■ Written request
Return only the lines starting at the line that contains "Locate each instance of the ceramic" and ending with the final line of the listing; include both endpoints.

■ Dataset excerpt
▬▬▬▬▬▬▬▬▬▬

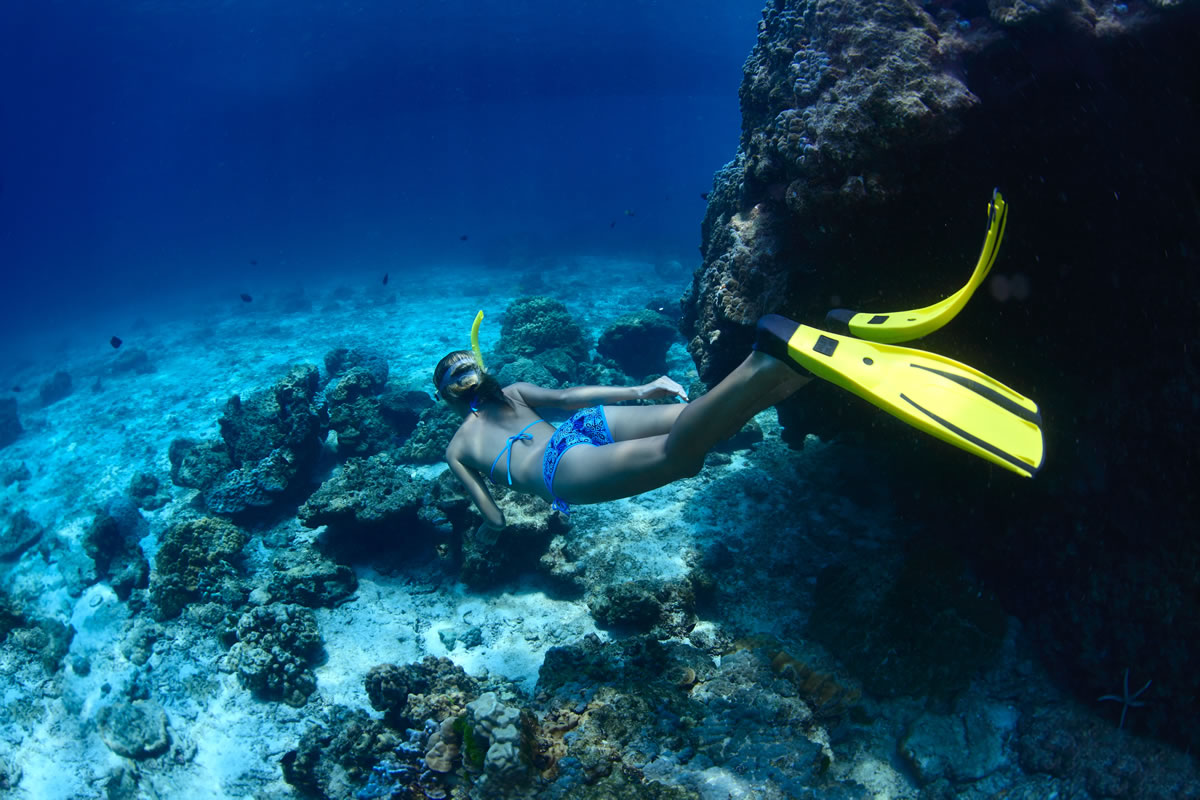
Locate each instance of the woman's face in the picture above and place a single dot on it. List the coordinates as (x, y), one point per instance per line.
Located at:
(460, 377)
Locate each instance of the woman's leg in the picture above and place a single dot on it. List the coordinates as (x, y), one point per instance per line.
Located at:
(589, 474)
(641, 421)
(759, 382)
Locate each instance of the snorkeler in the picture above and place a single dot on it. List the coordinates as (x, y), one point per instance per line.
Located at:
(634, 449)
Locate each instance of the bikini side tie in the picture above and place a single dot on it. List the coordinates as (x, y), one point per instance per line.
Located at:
(508, 449)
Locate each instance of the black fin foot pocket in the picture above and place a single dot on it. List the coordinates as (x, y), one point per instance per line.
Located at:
(772, 336)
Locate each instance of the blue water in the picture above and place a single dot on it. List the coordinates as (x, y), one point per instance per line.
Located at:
(161, 152)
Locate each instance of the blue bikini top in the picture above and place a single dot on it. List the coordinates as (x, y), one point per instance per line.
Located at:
(508, 449)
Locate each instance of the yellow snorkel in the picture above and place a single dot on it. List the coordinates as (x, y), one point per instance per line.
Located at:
(474, 341)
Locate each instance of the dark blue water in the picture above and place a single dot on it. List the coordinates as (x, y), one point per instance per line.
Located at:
(160, 152)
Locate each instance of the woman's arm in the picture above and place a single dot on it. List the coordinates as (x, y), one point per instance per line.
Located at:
(477, 491)
(585, 396)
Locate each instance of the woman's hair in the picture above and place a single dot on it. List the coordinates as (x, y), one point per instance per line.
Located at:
(472, 385)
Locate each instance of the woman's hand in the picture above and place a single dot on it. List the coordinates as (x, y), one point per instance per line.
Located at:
(663, 388)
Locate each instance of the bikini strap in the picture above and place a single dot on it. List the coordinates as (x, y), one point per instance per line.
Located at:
(508, 449)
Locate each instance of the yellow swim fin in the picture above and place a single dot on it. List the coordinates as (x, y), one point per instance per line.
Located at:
(937, 395)
(907, 325)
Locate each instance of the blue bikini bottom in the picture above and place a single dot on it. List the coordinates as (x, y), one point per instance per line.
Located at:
(587, 426)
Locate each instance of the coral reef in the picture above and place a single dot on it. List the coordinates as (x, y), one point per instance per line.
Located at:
(307, 578)
(274, 650)
(136, 729)
(639, 343)
(18, 533)
(491, 557)
(147, 492)
(269, 444)
(112, 542)
(539, 325)
(871, 131)
(335, 758)
(340, 361)
(431, 435)
(355, 413)
(197, 561)
(669, 608)
(893, 624)
(365, 499)
(402, 409)
(46, 639)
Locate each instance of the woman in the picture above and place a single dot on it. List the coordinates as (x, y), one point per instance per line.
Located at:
(631, 449)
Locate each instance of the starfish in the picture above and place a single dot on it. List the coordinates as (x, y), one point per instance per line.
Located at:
(1126, 699)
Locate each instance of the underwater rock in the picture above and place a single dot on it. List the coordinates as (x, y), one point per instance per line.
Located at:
(431, 437)
(137, 644)
(136, 729)
(198, 464)
(340, 361)
(631, 605)
(46, 638)
(121, 783)
(197, 561)
(639, 343)
(112, 543)
(666, 608)
(10, 770)
(269, 444)
(135, 360)
(402, 409)
(335, 758)
(18, 533)
(275, 649)
(274, 437)
(366, 499)
(669, 713)
(497, 732)
(252, 486)
(491, 557)
(498, 725)
(869, 134)
(54, 389)
(10, 425)
(432, 689)
(12, 474)
(749, 435)
(537, 325)
(307, 578)
(144, 492)
(355, 414)
(893, 625)
(961, 747)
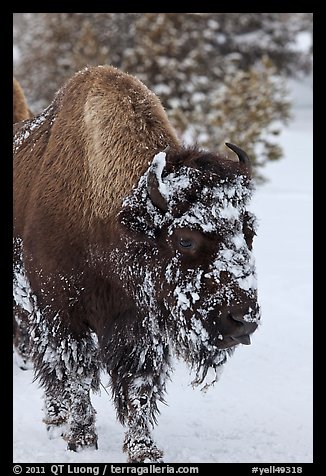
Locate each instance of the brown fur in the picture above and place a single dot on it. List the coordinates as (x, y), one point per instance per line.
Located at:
(20, 107)
(87, 261)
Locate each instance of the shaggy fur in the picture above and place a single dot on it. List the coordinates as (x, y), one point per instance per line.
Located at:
(20, 107)
(119, 264)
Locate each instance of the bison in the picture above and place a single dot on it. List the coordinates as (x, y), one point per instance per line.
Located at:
(20, 107)
(130, 249)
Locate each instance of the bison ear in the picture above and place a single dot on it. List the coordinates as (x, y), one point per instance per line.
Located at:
(155, 187)
(243, 158)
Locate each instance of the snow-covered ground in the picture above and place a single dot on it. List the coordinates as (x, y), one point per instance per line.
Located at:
(261, 409)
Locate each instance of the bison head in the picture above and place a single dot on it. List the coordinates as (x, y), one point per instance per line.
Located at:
(190, 234)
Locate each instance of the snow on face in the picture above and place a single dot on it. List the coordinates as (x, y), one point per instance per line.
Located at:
(194, 286)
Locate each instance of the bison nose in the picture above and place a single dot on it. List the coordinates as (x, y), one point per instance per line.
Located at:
(233, 325)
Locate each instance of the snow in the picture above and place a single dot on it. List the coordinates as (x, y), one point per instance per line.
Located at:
(261, 408)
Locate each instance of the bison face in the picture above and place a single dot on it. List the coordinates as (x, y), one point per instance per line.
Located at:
(199, 266)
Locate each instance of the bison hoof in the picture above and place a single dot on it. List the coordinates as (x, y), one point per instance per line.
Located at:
(56, 431)
(80, 440)
(142, 451)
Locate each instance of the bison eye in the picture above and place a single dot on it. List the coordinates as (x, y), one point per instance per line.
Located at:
(186, 243)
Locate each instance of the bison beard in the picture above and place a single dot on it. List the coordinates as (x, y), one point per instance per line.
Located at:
(171, 274)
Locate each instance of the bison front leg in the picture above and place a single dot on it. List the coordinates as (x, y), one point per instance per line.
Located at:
(67, 367)
(138, 384)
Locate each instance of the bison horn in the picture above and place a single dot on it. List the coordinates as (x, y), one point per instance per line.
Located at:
(243, 158)
(155, 187)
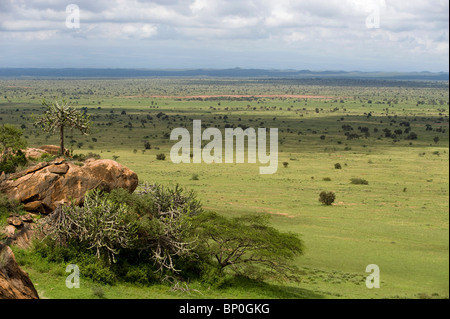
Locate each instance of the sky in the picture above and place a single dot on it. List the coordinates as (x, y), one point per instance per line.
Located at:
(348, 35)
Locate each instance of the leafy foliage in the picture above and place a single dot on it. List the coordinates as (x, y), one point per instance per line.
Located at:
(327, 198)
(11, 139)
(58, 116)
(99, 224)
(248, 245)
(359, 181)
(11, 145)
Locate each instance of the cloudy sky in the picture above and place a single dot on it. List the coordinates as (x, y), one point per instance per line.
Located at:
(365, 35)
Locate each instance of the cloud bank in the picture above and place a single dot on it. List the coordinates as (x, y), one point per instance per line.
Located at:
(333, 34)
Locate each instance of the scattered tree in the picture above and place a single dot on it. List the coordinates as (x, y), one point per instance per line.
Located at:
(327, 198)
(58, 116)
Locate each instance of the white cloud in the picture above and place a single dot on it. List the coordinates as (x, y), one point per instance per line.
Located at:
(417, 28)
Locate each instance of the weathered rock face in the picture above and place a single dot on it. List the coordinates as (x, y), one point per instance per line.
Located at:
(53, 149)
(34, 152)
(42, 188)
(14, 282)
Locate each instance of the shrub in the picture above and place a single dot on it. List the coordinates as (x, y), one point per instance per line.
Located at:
(248, 246)
(327, 198)
(359, 181)
(161, 157)
(10, 162)
(99, 224)
(8, 207)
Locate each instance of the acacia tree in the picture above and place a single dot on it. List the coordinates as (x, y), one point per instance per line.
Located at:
(11, 140)
(60, 115)
(248, 245)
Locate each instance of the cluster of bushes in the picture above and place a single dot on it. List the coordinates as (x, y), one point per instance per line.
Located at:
(160, 232)
(11, 161)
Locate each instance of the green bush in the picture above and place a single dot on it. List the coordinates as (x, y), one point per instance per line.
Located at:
(99, 224)
(359, 181)
(248, 246)
(9, 163)
(327, 198)
(8, 207)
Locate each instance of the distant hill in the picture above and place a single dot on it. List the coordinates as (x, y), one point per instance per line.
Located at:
(236, 72)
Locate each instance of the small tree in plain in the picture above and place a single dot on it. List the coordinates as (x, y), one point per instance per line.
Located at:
(58, 116)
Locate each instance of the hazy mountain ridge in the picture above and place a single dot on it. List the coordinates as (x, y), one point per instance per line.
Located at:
(235, 72)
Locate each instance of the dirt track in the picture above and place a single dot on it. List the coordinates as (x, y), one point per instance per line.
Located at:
(231, 96)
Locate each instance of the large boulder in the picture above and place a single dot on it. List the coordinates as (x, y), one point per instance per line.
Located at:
(14, 282)
(45, 186)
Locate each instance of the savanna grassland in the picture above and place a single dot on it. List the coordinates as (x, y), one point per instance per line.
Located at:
(394, 135)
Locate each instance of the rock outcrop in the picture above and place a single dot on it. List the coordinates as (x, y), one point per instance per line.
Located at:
(14, 282)
(45, 186)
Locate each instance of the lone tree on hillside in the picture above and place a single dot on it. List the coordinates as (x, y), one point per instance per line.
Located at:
(11, 140)
(60, 115)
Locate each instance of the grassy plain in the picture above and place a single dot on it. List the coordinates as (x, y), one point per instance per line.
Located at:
(398, 221)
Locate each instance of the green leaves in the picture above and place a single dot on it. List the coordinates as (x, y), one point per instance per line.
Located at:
(59, 115)
(248, 245)
(11, 139)
(99, 224)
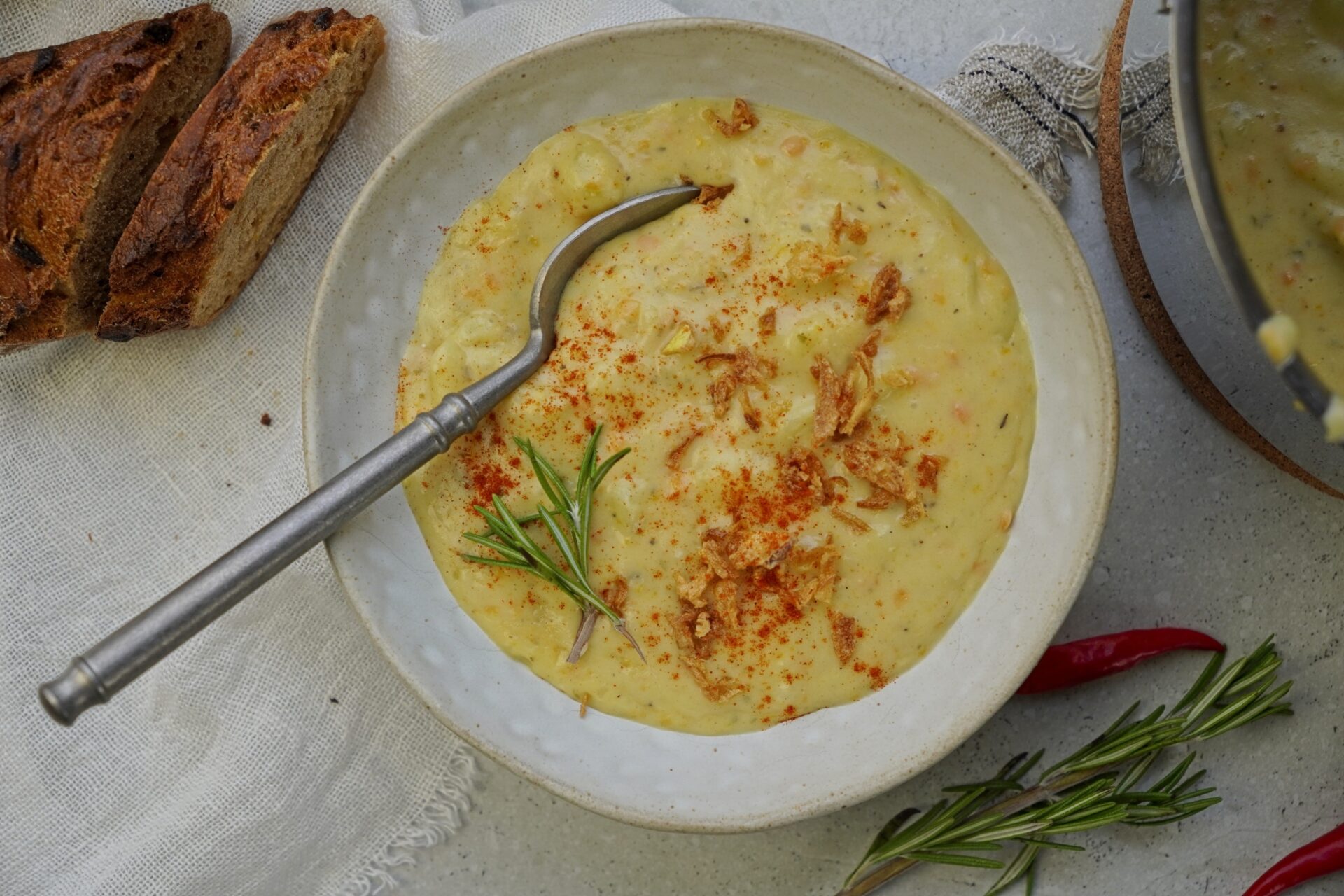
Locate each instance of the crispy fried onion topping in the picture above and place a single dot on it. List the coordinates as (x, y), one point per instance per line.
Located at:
(711, 197)
(890, 480)
(812, 262)
(844, 634)
(841, 405)
(718, 690)
(888, 298)
(803, 472)
(853, 227)
(679, 451)
(741, 121)
(819, 564)
(745, 368)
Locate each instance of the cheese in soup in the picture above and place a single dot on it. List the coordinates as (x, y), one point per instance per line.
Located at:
(1272, 76)
(824, 381)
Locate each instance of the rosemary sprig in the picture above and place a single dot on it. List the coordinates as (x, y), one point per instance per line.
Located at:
(1098, 785)
(569, 522)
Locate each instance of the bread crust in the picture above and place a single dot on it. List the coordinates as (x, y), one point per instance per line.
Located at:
(167, 254)
(62, 113)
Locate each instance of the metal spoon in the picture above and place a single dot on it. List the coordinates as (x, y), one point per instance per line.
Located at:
(132, 649)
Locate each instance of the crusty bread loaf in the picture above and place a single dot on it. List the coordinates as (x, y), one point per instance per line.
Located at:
(83, 128)
(237, 171)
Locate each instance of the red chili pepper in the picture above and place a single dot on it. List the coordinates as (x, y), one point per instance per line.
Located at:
(1322, 856)
(1065, 665)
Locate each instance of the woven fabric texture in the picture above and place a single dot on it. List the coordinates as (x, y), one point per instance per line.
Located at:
(277, 752)
(1031, 99)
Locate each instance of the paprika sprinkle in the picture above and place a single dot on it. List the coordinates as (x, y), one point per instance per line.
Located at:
(1322, 856)
(1065, 665)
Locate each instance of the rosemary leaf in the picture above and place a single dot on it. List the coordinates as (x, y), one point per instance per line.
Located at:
(1097, 786)
(568, 523)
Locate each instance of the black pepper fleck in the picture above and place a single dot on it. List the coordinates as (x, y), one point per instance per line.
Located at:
(45, 58)
(159, 31)
(27, 254)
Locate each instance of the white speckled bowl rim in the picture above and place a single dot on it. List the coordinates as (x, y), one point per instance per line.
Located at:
(822, 762)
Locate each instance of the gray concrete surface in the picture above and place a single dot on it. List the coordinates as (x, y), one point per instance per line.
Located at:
(1202, 532)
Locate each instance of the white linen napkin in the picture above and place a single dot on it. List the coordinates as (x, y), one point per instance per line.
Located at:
(277, 752)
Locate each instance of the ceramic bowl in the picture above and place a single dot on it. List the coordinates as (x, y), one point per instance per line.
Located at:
(363, 317)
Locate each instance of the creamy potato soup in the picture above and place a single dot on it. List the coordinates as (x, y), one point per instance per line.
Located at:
(825, 384)
(1273, 92)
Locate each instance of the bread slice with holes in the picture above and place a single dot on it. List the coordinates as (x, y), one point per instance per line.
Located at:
(83, 128)
(235, 172)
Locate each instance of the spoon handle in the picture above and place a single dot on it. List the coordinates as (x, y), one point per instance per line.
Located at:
(131, 650)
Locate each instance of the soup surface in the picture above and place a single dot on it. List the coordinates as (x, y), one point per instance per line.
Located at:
(1273, 90)
(824, 381)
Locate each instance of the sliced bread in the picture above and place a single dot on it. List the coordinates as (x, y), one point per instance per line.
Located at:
(83, 127)
(235, 172)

▬▬▬▬▬▬▬▬▬▬

■ Completed exercise
Locate each instance of the ceramic bowl in the picture above and place a single dot on it. List the coordinates as (x, y), one point per instance per line.
Located at:
(363, 317)
Locate each instance of the creamy potato soup in the picture above and place a single dot on it. List the coordinates as (x, y), one point per instance per line.
Located at:
(825, 384)
(1273, 92)
Locate each instance of the bread slice with holes in the picture above and place a single dot on it. List the coordinates as (x, y), one point per instance per line.
Located at:
(83, 128)
(235, 172)
Locate each instance of the spoon handle in the picture above and place a single dot on it. List the coordinates as (x, y), one point per instance per line.
Located at:
(131, 650)
Locate each instance of the soup surface in the picture above and place a single dot on it. List the coordinates as (x, y), one point per instance per line.
Located at:
(1273, 90)
(824, 381)
Locate each instance of the sliced bread in the picture above and place a single dot on it. List the coordinates as (x, y), one point per instance per line.
Located at:
(83, 127)
(235, 172)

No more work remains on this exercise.